TEXT UNDER STUDY |
----------

Human Interest

Humanity of preborn children a common theme in stories of pregnancy loss

miscarriage, pregnancy loss

Earlier this year, TODAY.com ran a beautiful series called Miscarriage Matters, exploring nine women’s heartbreaking experiences of pregnancy loss. Through two video interviews in particular, these women shared their personal answers to common questions about miscarriage in an effort to bring greater awareness to an issue impacting up to 1 in 4 pregnancies.

Several women in the series experienced multiple miscarriages, including one who endured five losses. The gestational ages of their children at the time of loss varied — including one woman who experienced both a miscarriage (loss of a baby before 20 weeks gestation) and a stillbirth (loss of a baby after 20 weeks gestation). One woman’s miscarriage dated back to 1984, while another lost children as recently as February and July of 2019.

----------

GIVEN ENTRIES |
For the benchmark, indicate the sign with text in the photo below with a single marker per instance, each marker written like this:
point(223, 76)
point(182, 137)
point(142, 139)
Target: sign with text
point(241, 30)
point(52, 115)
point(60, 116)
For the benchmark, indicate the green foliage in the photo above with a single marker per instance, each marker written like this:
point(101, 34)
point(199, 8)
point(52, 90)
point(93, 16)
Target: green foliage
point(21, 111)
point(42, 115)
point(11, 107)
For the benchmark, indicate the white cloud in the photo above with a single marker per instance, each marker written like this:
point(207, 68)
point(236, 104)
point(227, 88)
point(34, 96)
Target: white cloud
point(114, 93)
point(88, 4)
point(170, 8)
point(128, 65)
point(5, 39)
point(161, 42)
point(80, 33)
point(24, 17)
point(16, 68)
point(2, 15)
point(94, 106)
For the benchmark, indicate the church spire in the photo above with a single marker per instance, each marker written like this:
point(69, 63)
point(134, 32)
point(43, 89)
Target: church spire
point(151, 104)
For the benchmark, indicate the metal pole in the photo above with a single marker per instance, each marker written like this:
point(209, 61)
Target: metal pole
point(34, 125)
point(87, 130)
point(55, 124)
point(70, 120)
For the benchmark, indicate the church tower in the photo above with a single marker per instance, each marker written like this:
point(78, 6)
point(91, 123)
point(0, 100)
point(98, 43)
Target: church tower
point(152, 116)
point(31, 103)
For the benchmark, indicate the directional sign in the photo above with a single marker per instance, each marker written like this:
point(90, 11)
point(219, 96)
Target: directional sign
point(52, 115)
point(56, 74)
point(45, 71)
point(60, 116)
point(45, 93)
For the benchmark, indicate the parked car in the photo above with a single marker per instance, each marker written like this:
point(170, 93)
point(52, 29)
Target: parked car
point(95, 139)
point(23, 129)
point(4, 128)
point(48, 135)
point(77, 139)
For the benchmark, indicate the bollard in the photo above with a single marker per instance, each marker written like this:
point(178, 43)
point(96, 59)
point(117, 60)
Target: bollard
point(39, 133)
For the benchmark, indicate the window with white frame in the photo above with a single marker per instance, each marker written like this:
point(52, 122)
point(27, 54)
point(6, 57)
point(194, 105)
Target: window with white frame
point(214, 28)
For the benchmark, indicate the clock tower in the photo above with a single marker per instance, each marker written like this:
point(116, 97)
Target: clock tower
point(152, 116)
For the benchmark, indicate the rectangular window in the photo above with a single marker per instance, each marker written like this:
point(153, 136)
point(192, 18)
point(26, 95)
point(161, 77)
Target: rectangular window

----------

REQUIRED ACTION | Continue the article on women's stories of pregnancy loss from its last sentence.

RESPONSE TO THE EXERCISE |
The women answered a variety of questions ranging from how they knew that they were experiencing a miscarriage to hurtful things other said after hearing the news to how they coped or memorialized their children:

 

The women’s experience of knowing that something wrong varied from a general feeling that something wasn’t right to sharp pain and “a lot” of bleeding to “I didn’t know anything was wrong” (until a doctor’s office visit) to “a missed miscarriage, where my body still continued to think that the pregnancy was happening.”

In one woman’s devastating recollection of the doctor’s office confirmation that her baby had passed away, she said, “I go straight into the sonogram room and the sonogram technician starts looking and I could tell that it wasn’t good just because she wasn’t saying anything. And then she said ‘I’m sorry, there’s no heartbeat.'” With tears in her eyes, the woman said, “Ten years later, it still makes me cry.”

Multiple women recounted that the experience of miscarrying naturally actually occurred over multiple days or even weeks. Several opted for dilation and curettage (D&C) to remove the fetal remains removed under anesthesia in order to have some definite sense of closure.

The humanity of their preborn children was a noticeable theme in the women’s accounts.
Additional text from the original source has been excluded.